── Records provided ──

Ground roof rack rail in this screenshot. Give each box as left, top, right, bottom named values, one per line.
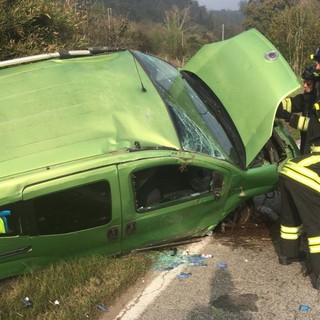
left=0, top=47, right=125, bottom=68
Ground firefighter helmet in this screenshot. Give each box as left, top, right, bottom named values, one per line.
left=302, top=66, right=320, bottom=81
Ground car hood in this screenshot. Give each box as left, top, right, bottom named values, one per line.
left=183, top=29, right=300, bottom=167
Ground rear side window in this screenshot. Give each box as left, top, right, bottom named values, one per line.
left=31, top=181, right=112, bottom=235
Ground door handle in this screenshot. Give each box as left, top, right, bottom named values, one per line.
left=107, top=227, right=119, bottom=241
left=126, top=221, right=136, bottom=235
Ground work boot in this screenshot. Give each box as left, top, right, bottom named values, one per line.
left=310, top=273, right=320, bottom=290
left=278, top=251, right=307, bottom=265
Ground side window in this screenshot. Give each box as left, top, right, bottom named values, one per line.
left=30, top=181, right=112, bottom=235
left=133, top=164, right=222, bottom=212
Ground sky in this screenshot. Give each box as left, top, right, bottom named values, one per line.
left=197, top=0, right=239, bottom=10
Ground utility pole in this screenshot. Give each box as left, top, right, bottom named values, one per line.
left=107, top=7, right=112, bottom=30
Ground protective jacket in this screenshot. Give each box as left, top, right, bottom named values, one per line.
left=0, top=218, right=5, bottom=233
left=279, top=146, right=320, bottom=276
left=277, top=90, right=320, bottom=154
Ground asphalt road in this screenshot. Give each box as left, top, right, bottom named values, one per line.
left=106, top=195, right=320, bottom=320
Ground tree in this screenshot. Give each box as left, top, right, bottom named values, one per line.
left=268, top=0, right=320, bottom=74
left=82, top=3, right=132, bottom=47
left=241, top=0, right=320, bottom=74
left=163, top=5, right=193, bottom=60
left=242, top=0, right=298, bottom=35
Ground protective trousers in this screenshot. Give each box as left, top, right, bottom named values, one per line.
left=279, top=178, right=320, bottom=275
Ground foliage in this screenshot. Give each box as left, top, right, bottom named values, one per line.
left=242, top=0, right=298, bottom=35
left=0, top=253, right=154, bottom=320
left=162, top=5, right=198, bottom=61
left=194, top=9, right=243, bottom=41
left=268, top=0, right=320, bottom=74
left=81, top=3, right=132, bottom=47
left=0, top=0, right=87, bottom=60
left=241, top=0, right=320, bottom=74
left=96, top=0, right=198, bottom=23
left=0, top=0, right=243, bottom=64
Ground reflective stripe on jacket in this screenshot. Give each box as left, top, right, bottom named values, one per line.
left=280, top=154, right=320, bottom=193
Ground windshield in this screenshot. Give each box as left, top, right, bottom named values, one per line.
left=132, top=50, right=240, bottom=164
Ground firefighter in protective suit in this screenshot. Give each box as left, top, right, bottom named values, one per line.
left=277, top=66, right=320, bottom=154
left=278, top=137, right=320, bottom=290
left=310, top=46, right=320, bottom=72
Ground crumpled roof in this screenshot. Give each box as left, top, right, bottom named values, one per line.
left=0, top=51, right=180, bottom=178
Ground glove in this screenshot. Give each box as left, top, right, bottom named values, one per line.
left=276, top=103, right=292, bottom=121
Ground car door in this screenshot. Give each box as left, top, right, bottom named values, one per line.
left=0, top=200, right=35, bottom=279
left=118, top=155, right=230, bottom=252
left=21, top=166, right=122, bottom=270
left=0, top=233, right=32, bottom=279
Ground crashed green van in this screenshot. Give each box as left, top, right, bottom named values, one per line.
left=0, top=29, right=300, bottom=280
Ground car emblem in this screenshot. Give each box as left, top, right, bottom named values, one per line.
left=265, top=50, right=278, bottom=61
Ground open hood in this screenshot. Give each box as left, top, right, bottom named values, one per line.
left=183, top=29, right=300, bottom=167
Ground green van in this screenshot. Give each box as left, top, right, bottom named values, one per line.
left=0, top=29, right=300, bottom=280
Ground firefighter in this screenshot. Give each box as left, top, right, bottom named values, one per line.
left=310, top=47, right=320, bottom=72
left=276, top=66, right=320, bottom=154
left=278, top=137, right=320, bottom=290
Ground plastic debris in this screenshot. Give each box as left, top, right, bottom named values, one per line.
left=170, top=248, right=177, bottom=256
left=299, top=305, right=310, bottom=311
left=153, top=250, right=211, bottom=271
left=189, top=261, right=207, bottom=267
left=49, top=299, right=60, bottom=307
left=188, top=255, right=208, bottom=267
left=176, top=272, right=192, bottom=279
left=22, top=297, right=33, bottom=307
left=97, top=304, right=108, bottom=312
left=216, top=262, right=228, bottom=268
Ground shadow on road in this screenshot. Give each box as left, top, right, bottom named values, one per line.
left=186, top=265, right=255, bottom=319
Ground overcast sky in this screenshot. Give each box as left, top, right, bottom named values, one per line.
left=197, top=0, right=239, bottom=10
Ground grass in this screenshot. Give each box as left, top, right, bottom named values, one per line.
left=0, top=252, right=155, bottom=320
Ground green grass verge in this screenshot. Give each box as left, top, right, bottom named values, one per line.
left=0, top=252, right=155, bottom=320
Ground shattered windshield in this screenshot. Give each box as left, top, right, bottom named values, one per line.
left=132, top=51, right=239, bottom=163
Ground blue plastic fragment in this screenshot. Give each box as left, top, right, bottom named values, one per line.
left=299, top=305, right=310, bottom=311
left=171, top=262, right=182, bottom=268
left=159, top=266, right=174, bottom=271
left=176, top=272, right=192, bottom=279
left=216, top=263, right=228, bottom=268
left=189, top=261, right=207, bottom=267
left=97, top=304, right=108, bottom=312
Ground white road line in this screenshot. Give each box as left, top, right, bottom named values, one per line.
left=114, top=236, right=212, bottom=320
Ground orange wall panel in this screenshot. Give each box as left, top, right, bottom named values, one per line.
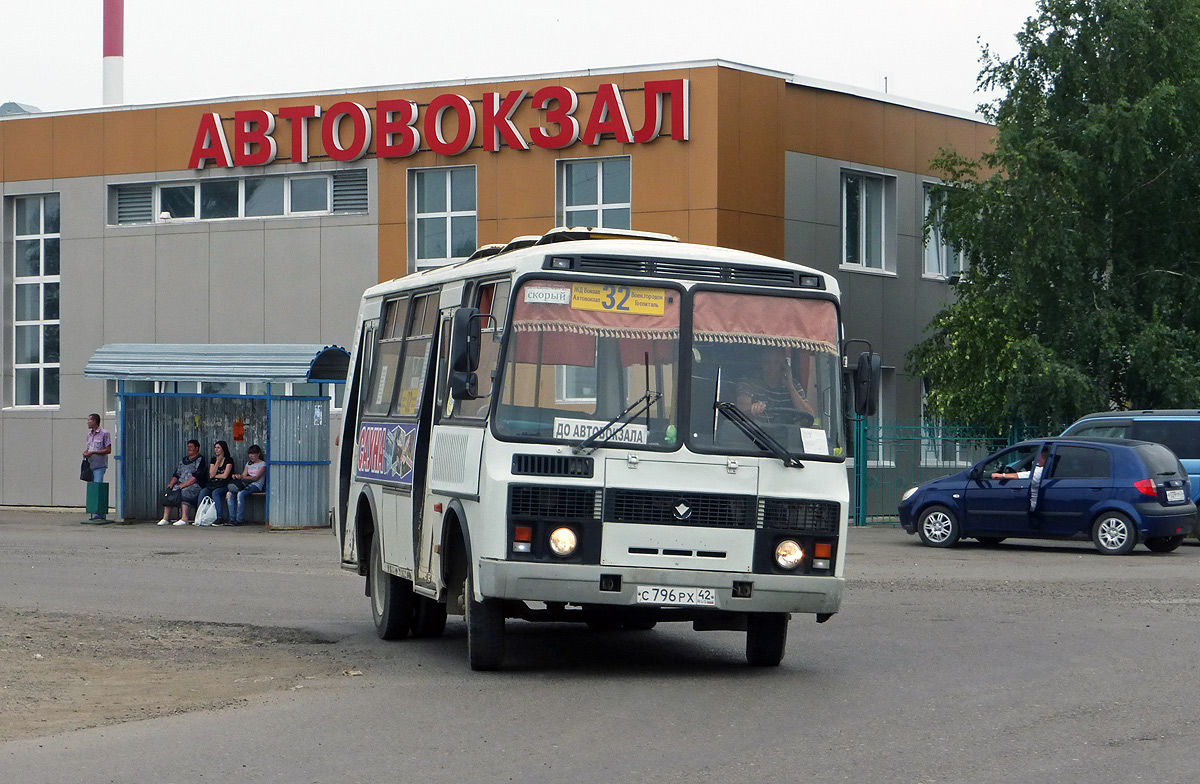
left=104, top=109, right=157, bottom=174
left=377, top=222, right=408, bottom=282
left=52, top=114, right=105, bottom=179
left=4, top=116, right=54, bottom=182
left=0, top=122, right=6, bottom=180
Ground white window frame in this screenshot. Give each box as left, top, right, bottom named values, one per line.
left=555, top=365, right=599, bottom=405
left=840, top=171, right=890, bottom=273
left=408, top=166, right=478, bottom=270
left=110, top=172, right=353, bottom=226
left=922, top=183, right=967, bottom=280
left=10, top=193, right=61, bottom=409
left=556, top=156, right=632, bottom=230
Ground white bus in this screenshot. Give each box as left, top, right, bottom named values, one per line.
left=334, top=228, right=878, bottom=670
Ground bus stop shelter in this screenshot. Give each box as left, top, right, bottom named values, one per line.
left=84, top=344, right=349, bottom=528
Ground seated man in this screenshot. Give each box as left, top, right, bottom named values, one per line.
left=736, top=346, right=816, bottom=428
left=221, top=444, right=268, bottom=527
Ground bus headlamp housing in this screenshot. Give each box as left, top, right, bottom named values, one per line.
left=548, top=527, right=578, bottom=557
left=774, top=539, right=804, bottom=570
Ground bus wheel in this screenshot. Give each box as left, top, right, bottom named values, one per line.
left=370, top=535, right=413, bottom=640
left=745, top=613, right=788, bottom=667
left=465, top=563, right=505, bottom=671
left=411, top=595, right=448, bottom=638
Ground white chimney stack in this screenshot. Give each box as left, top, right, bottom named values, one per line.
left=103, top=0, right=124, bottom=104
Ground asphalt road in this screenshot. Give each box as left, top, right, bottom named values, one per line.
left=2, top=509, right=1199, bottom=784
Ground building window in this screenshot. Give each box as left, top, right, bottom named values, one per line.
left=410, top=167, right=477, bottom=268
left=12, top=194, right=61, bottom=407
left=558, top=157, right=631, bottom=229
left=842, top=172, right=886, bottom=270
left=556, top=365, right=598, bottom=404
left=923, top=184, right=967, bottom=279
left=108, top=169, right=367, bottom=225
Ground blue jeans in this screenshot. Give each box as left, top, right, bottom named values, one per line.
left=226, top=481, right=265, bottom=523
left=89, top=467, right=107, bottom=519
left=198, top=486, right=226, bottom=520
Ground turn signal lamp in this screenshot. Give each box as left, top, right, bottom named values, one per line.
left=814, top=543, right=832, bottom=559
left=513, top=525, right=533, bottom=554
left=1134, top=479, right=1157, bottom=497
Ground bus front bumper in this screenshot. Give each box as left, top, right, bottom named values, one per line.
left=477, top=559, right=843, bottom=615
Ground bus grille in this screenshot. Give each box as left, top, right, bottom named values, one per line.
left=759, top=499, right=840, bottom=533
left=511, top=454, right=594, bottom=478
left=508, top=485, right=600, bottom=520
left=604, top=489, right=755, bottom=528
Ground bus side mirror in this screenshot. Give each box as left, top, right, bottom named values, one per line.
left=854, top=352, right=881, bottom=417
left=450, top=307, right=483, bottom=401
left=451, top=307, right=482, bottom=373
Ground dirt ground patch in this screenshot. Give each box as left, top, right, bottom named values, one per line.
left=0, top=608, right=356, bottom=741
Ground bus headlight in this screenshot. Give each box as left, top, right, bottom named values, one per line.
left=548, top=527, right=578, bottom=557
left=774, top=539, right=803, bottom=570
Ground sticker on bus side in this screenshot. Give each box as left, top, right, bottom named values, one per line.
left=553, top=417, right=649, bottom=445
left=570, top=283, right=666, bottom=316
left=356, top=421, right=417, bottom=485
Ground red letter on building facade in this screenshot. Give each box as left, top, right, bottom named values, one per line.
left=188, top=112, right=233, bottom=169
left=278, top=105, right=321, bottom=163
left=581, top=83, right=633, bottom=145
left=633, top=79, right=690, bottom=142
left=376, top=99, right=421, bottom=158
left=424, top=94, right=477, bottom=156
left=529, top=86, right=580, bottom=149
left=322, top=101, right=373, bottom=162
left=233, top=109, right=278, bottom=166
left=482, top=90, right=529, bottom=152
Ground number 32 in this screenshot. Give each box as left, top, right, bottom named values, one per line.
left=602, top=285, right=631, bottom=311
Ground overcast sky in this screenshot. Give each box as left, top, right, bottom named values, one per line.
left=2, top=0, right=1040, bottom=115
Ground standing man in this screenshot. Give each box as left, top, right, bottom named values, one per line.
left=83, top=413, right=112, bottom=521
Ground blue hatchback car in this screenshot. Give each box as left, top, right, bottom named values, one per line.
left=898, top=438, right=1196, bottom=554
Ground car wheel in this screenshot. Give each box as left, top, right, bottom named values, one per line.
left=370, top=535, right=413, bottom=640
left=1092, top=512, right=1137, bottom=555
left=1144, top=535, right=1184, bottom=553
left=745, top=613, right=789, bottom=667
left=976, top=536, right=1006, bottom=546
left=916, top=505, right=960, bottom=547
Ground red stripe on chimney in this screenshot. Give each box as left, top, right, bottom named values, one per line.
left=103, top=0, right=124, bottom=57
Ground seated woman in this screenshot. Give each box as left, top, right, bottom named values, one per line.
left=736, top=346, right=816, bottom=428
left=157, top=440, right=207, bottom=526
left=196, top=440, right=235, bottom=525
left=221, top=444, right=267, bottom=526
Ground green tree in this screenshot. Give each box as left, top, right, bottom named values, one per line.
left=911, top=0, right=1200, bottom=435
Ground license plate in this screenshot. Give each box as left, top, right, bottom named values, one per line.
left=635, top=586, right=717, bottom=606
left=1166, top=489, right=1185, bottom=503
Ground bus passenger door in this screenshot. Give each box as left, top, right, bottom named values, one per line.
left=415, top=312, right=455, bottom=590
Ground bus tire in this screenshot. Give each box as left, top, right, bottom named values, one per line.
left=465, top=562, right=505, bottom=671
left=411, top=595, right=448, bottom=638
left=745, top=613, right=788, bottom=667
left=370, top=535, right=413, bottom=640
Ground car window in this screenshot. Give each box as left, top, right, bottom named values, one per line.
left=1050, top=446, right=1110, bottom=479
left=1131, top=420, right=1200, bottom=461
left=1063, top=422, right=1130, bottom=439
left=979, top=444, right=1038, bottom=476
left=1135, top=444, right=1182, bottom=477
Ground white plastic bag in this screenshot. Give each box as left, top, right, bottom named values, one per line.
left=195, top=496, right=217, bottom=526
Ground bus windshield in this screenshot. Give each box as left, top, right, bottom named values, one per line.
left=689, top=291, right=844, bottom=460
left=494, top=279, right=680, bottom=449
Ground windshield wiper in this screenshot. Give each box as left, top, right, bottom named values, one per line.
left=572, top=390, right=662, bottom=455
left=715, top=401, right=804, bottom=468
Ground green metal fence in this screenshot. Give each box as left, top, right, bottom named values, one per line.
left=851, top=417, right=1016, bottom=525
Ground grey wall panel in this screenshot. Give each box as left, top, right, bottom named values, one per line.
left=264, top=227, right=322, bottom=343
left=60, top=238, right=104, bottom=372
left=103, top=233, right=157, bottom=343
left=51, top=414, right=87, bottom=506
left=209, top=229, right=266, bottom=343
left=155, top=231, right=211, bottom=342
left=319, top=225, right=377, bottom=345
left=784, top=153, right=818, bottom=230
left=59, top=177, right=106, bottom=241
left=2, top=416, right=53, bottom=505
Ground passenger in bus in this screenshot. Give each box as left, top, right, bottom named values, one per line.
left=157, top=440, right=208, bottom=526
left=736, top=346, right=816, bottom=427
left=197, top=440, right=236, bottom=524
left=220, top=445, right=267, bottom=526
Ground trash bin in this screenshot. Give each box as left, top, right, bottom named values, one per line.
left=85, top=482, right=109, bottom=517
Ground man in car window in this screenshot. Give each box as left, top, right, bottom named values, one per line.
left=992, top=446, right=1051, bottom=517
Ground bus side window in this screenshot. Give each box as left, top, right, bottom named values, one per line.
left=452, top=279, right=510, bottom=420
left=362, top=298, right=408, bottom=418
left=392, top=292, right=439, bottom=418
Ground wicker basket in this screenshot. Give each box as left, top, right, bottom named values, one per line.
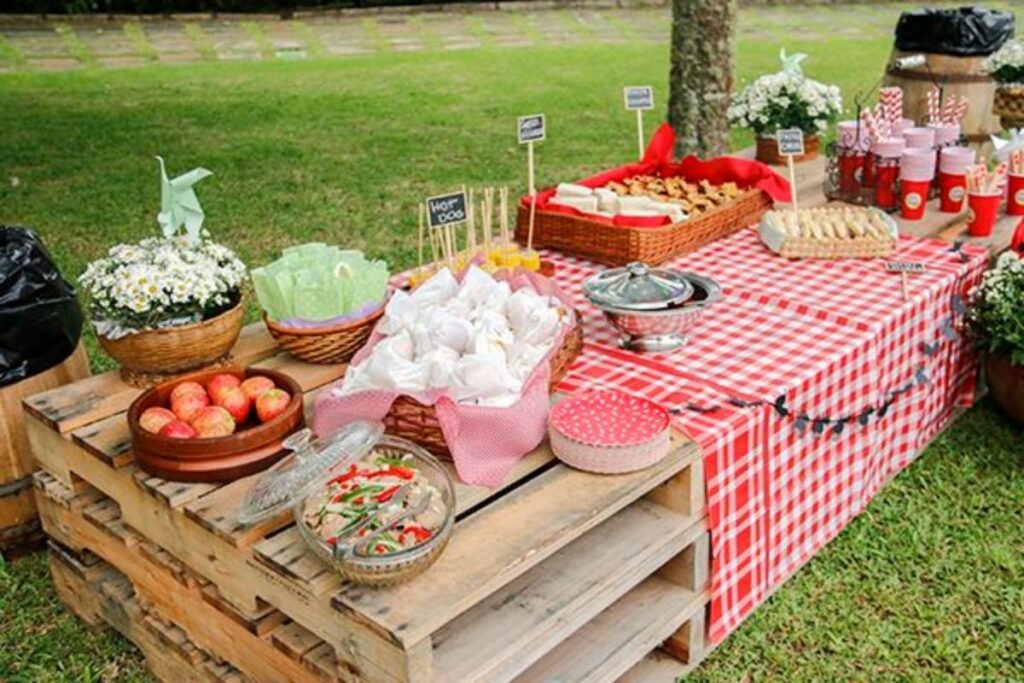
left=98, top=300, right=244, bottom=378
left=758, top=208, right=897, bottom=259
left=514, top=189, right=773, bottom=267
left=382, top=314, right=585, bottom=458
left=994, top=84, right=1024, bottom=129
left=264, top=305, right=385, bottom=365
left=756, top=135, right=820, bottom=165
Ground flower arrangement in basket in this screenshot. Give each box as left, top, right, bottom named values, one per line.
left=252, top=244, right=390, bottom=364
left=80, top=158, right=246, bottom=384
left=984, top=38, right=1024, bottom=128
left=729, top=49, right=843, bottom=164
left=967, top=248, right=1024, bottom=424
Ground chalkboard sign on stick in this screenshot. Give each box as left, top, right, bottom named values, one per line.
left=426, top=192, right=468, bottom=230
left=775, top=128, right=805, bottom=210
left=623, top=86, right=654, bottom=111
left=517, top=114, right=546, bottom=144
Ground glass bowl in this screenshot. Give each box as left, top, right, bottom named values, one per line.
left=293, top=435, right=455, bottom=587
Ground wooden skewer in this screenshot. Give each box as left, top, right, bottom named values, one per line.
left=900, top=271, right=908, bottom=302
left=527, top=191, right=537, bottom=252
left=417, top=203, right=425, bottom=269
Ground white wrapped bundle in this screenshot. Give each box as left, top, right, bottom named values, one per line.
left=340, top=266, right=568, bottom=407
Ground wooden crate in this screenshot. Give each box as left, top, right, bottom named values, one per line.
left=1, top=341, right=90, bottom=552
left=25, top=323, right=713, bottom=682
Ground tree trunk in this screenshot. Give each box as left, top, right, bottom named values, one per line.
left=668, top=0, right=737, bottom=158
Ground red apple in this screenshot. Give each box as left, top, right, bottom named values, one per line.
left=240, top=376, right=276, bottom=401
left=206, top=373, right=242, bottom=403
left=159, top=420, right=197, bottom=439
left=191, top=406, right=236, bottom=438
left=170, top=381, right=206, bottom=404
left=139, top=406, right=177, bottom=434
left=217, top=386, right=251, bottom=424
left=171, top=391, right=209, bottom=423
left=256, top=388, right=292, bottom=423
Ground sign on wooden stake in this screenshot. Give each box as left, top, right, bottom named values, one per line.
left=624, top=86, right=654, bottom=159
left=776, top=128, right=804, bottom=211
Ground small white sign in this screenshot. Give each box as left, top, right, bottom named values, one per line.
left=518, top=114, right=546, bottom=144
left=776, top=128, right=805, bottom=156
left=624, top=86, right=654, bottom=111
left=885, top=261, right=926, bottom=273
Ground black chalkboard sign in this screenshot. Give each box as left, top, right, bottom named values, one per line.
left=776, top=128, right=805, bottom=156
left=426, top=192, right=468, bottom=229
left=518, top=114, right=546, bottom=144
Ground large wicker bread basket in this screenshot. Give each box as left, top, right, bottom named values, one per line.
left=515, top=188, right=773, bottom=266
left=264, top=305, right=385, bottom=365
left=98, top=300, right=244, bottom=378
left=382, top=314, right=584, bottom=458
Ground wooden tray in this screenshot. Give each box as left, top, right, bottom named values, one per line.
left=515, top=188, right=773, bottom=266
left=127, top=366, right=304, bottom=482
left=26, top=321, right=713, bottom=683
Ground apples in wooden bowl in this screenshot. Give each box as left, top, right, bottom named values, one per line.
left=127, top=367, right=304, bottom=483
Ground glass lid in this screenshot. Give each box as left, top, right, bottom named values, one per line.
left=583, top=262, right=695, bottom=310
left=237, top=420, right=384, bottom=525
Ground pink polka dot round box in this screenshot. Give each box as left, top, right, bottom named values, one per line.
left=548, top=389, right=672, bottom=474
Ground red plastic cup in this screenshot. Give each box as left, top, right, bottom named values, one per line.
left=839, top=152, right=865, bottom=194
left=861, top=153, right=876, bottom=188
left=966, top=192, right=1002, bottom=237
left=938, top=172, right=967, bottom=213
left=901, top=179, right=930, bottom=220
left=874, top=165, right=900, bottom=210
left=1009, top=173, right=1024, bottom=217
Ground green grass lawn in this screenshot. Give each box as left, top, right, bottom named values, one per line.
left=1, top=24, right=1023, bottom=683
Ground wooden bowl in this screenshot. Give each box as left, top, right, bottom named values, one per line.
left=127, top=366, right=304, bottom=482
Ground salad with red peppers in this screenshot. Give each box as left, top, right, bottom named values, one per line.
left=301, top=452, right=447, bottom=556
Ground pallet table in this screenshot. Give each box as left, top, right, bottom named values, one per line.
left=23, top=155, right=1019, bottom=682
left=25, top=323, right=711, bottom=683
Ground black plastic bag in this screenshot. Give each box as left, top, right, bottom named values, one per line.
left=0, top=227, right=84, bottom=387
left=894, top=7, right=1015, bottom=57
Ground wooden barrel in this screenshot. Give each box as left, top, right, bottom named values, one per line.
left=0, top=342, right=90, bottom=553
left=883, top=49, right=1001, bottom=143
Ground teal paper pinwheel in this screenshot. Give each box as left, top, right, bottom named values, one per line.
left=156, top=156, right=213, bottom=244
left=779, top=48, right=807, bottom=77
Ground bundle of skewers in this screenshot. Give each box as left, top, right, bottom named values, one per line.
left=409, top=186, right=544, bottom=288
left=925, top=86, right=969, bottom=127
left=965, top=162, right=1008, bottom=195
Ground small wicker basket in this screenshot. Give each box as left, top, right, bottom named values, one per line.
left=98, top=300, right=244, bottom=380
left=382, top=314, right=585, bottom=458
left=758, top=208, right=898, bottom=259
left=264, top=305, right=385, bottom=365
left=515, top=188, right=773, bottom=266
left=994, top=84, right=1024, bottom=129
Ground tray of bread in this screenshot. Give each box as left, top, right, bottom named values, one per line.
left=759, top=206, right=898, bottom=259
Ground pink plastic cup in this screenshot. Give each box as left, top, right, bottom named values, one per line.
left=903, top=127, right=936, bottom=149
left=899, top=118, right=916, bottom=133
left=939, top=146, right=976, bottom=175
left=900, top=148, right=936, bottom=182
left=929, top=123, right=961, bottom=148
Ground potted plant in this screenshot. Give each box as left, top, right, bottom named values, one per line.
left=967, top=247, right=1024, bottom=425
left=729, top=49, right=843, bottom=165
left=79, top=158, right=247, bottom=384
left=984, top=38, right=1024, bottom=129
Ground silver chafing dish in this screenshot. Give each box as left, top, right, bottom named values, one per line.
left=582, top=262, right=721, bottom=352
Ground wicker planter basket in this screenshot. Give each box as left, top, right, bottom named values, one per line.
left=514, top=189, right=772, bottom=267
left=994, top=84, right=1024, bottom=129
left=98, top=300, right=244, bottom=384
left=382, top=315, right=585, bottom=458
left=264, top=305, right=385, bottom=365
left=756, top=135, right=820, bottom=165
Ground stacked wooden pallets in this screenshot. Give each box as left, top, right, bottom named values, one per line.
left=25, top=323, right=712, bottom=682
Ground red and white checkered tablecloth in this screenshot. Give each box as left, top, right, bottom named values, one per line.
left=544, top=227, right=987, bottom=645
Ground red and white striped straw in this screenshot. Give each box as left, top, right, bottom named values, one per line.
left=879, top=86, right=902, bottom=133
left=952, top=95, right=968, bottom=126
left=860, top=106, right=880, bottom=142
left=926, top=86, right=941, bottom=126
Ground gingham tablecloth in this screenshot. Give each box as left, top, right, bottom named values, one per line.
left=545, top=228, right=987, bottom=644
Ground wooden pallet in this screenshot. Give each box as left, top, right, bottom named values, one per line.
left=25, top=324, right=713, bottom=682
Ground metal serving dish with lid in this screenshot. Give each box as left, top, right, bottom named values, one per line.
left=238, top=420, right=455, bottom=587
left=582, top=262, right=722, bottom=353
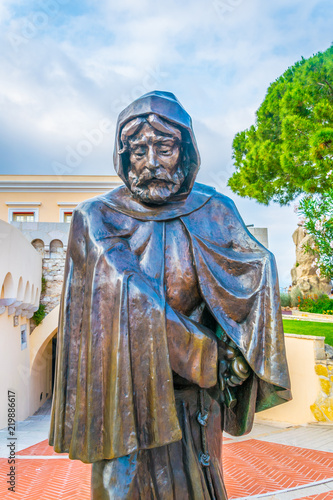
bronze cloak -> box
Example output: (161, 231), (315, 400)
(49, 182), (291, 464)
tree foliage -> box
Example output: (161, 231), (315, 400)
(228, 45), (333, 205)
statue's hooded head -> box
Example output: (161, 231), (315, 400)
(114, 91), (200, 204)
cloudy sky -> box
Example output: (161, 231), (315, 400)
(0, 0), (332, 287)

───

Work order: In the material above, one part opens with the line containing "Ground gingham tablecloth" and closes with the line containing "cloudy sky -> box". Write out that part exactly and skip its pictures.

Output for this exercise:
Ground gingham tablecloth in this screenshot. Give each box as left, top, right, bottom named values, one per line.
left=545, top=228, right=987, bottom=644
Ground wooden pallet in this screenshot. Give each box as left, top, right, bottom named values, one per line.
left=25, top=324, right=713, bottom=682
Ground metal serving dish with lid in this screenshot. Give each box as left, top, right, bottom named values, one per line.
left=238, top=420, right=455, bottom=587
left=582, top=262, right=722, bottom=353
bronze cloak -> box
Example output: (161, 231), (315, 400)
(49, 182), (291, 464)
tree foliage -> box
Example output: (161, 231), (315, 400)
(228, 45), (333, 205)
statue's hooded head -> box
Example output: (161, 231), (315, 400)
(114, 91), (200, 204)
cloudy sky -> box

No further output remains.